[Stored entries]
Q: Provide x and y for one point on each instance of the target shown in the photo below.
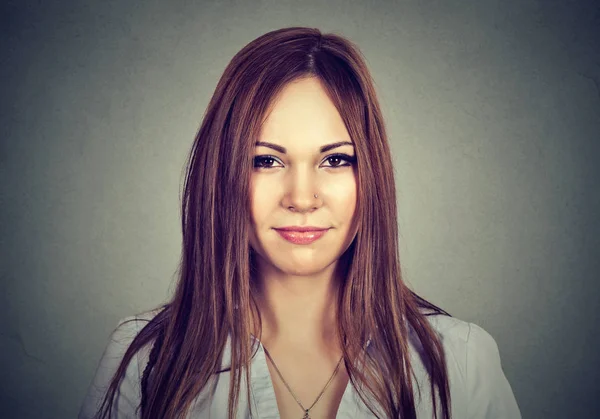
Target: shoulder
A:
(128, 396)
(475, 370)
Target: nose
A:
(300, 192)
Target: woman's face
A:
(302, 120)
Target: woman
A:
(268, 321)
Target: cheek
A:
(344, 195)
(261, 198)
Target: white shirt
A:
(478, 386)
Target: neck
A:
(300, 311)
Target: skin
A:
(297, 285)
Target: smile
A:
(301, 237)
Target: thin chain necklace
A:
(306, 415)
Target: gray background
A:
(493, 111)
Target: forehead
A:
(303, 114)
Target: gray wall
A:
(493, 111)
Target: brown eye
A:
(343, 157)
(264, 162)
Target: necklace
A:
(306, 415)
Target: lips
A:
(301, 236)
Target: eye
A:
(266, 161)
(350, 160)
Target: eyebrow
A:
(322, 149)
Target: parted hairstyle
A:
(215, 292)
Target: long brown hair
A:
(215, 297)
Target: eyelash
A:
(349, 159)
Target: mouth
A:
(301, 237)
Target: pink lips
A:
(301, 237)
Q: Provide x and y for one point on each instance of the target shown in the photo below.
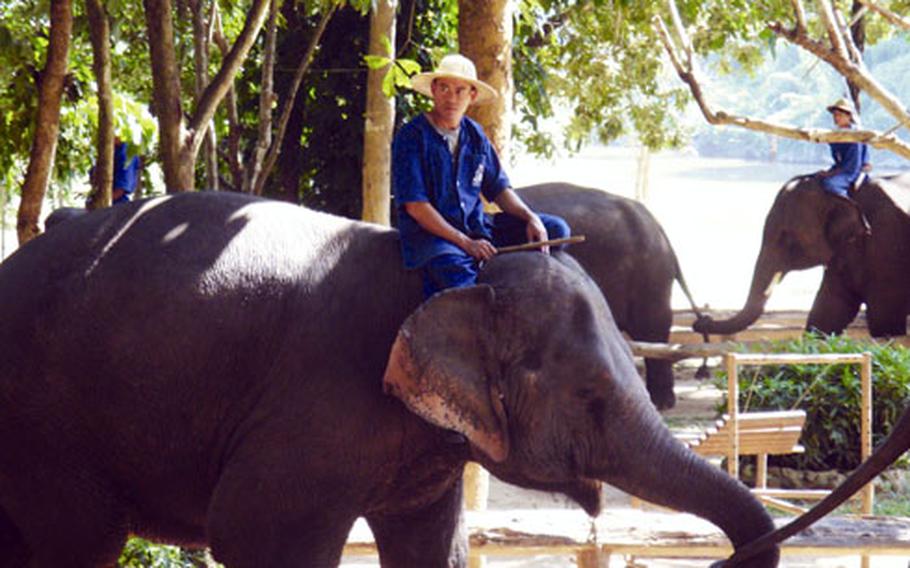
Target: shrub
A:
(140, 553)
(830, 395)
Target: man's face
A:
(451, 99)
(841, 118)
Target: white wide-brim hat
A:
(454, 66)
(842, 105)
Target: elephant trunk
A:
(764, 278)
(656, 467)
(893, 447)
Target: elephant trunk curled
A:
(665, 472)
(893, 447)
(764, 278)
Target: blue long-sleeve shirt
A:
(423, 170)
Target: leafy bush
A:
(140, 553)
(830, 395)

- Problem -
Go back to the records above and write them out exactly, without the pictures.

- Output of the task -
Q: Provide x and y for one point on each instance of the target shown in the photo below.
Target: shoulder
A:
(128, 396)
(475, 370)
Target: nose
A:
(300, 192)
Target: woman's face
A:
(302, 120)
Target: woman
A:
(268, 321)
Target: cheek
A:
(344, 195)
(261, 198)
Target: white shirt
A:
(478, 386)
Target: neck
A:
(300, 311)
Target: skin
A:
(297, 285)
Target: smile
A:
(301, 237)
Target: thin chain necklace
A:
(306, 415)
Target: gray background
A:
(493, 111)
Target: forehead
A:
(303, 114)
Target: gray wall
A:
(493, 111)
Target: brown eye
A:
(343, 157)
(264, 162)
Target: necklace
A:
(306, 415)
Target: lips
A:
(301, 236)
Target: eye
A:
(266, 161)
(350, 160)
Target: eyebrow
A:
(322, 149)
Target: parted hairstyle
A:
(215, 292)
Target: long brown hair
A:
(215, 297)
Target: eyelash
A:
(349, 159)
Target: mouth
A:
(301, 237)
Target: pink lips
A:
(301, 237)
Q: Provide x and y for one point on each instance of the target shown in the photo below.
Target: shrub
A:
(140, 553)
(830, 395)
Target: man's face
A:
(451, 99)
(841, 118)
Target: white wide-brim hat
A:
(454, 66)
(842, 105)
Target: elephant trunk
A:
(764, 278)
(656, 467)
(893, 447)
Target: elephant trunk curled
A:
(665, 472)
(893, 447)
(764, 278)
Target: blue long-sleeve shirt
A:
(423, 170)
Target: leafy bush
A:
(140, 553)
(830, 395)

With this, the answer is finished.